**PASSAGE TO READ**:
********
Negative: The Card Battle System - Unfortunately, using cards in combat isn’t done nearly as smoothly, and they complicate battles way more than they should. This is especially bad in the original GBA version of the game, where the cards are hard to make out on the small screen and the tiny, cramped arenas that you fight in make it all too easy to get backed into a corner while trying to shuffle through or reload your deck. This game could’ve done better.
Positive: Sora’s Story - The main scenario of the game is superbly written by Daisuke Watanabe. Like I said in my video review, he took what he was given, which was virtually nothing, and turned it into something. Sora’s character has never been explored in as much depth as it is here, with all of his raw strengths and weaknesses on full display. His bond of friendship with Donald and Goofy, his strong romantic interest in Kairi, his tortured clashing with “Riku”, his animosity toward Organization XIII, and the interactions he has with Namine toward the end are all handled perfectly. It really reminds you of just why you love this guy.
Negative: Riku’s Story - Reverse/Rebirth, otoh, doesn’t hold up so well. It tries its best to give Riku good character development, but too much of it is focused on practically everyone but Riku, the lack of anything occurring in the Disney worlds means that the story feels too light on content, and the conclusion Riku’s character is ultimately brought to contradicts what was established in the original KH and only creates further problems down the line. What’s more, this was the start of forcing Riku down our throats as the deuteragonist of the series, which is a role he was never suited for and that he only gets worse in overtime. So yeah, not a fan.
Positive: Organization XIII - Primarily the members introduced in Sora’s story; Lexaeus and Zexion are more useful as plot devices than as characters. Not only are Axel, Larxene, Vexen and Marluxia all excellent villains in their own ways, but the villainous arc they are part of is the best-written one in any KH game. Watching them work off each other and against each other in this dark but easy to follow political intrigue plot is one of the game’s highest points.
Negative: The Riku Replica - Don’t get me wrong, this was a decent character with a decent arc, but the execution was way too over-the-top and overstayed its welcome. Between Sora and Riku’s story, you have to fight this asshole six times! That’s just ridiculous for any boss in any game! And then there’s what the whole “replica” concept he introduced was used for in subsequent games, since Nomura just loves taking the simple and making it convoluted.
Positive: The GBA Graphics - This is one of the best-looking GBA games ever, hands-down. The fact that full cutscenes with PS2-style graphics were actually able to fit on the cartridge is simply incredible, and Square should really be commended for pushing the system to its absolute limits.
********
**DATASET ENTRIES**:

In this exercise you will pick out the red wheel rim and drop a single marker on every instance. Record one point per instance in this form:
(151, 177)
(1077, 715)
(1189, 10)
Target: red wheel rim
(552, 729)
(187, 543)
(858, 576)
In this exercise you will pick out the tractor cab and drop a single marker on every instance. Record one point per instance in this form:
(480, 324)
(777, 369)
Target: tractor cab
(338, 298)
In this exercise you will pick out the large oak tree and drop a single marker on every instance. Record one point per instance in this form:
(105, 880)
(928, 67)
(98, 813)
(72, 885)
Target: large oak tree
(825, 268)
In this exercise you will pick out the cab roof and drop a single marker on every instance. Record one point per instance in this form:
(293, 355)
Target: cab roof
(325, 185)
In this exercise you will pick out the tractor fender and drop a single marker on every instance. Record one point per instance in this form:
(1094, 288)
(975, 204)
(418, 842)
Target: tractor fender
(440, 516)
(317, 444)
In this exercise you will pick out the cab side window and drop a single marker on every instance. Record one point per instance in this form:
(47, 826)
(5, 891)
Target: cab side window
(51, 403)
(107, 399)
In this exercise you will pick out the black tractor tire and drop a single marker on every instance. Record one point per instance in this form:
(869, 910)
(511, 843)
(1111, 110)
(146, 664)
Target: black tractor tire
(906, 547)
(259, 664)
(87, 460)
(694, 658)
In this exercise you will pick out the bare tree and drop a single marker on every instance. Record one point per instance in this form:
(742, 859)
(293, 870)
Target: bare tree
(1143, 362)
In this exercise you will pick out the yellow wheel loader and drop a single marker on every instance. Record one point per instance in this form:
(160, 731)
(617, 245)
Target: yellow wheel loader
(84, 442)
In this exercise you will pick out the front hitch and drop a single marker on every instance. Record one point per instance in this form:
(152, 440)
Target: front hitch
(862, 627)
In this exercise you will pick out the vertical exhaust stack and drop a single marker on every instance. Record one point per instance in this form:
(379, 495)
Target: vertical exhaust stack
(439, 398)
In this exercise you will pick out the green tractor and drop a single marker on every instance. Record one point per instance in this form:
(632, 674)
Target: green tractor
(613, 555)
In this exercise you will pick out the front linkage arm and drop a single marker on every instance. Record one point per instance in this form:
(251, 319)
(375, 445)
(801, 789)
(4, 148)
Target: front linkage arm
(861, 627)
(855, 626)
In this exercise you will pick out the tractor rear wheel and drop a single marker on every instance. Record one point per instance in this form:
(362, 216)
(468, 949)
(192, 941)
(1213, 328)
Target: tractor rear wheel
********
**EXERCISES**:
1. In the game review, who is credited with writing the main scenario of Sora's story?
2. Carry on the game review after its last entry, adding further positive or negative points in the same format and tone.

**RESPONSES BY TASK**:
1. Daisuke Watanabe.

2.
Negative: Console Spread - COM marked the first time that a KH game was put on an entirely different console than before, being a GBA game released and set in between two PS2 games. This wasn’t too much of a problem back then, since COM was only needed to fully understand the purposefully confusing prologue of KH2 and it ended up getting a PS2 remake anyway. But after a while, the sheer amount of consoles that KH spin-off games that are necessary to understand KH3′s story with became ridiculous. At this point, the only way you can actually get the full KH series is to own a PS4. If you don’t, then you’re out of luck.
Positive: Disney Expansion - Because this game re-uses Disney characters and worlds from the original KH, Daisuke Watanabe got to expand on things that weren’t really delved into in that game. We get more on Aladdin’s character, more on Alice’s character, more on Peter Pan and Wendy’s characters, more on Belle and the Beast’s characters and relationship…and perhaps most notable of all, more on Jiminy Cricket’s character. The Disney worlds and characters that we saw in KH are all enriched by their memory-based appearances.
Negative: An Influx of OCs - The original KH only had four original characters: Sora, Riku, Kairi and Ansem (five if you are counting Xemnas from Final Mix). COM introduced nine new ones: Namine, Axel, Larxene, Marluxia, Vexen, Lexaeus, Zexion, Riku Replica, and DiZ. Again, this wasn’t a problem with the game back then, especially seeing as two-thirds of those characters get axed before the game is through. But it started the trend of Nomura introducing way too much OCs that come to overshadow all the Disney and FF characters. Worse still, he refuses to truly let any of them go, as all six of those dead characters end up coming back to life later on, as do the two who went on to perish in KH2. This results in an overly cluttered canvas by KH3, to the point where no FF characters can appear.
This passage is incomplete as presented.